Awaiting MB/IF Updates, Community-Based Consensus/Dialogue

This list contains no observations.

Comments

Add Comment
ICN and NCF
By: Jacob Kalichman (Pulk)
2019-04-05 11:20:42 CDT (-0400)

The ICN alone never requires any kind of publication. It defines what is valid publication, legitimate publication, etc and which is the correct name to use among synonyms, given a taxonomic belief. I strongly recommend reading over it once – even though lots of parts are confusing, even skimming it will help a lot to understand what its purpose is.

The Nomenclature Committee for Fungi (NCF) is even more restricted, only relevant to some of those nomenclatural issues. Combining species into new genera, in general, is irrelevant to the NCF. Read their description here: http://www.ima-mycology.org/...

Psilocybe fuscofulva is nested within Psilocybe sensu stricto
By: Django Grootmyers (heelsplitter)
2019-04-05 10:33:40 CDT (-0400)

EXPLORE THE MATERIAL —
- A) Answer these questions about the comments above.
(i) What does the abbreviation NCF stand for?
(ii) Who posted the comment titled "ICN and NCF"?
(iii) Within what is Psilocybe fuscofulva nested, according to the title of the other comment?
- B) Write out the part of the comments starting at "2019-04-05 11:20:42 CDT" and ending at "Django Grootmyers (heelsplitter)".

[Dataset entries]
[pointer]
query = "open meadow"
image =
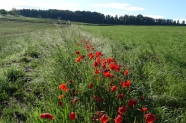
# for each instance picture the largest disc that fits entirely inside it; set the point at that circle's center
(54, 72)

RESPONSES FOR EACH TASK —
- A)
(i) Nomenclature Committee for Fungi
(ii) Jacob Kalichman (Pulk)
(iii) Psilocybe sensu stricto

- B)
2019-04-05 11:20:42 CDT (-0400)

The ICN alone never requires any kind of publication. It defines what is valid publication, legitimate publication, etc and which is the correct name to use among synonyms, given a taxonomic belief. I strongly recommend reading over it once – even though lots of parts are confusing, even skimming it will help a lot to understand what its purpose is.

The Nomenclature Committee for Fungi (NCF) is even more restricted, only relevant to some of those nomenclatural issues. Combining species into new genera, in general, is irrelevant to the NCF. Read their description here: http://www.ima-mycology.org/...

Psilocybe fuscofulva is nested within Psilocybe sensu stricto
By: Django Grootmyers (heelsplitter)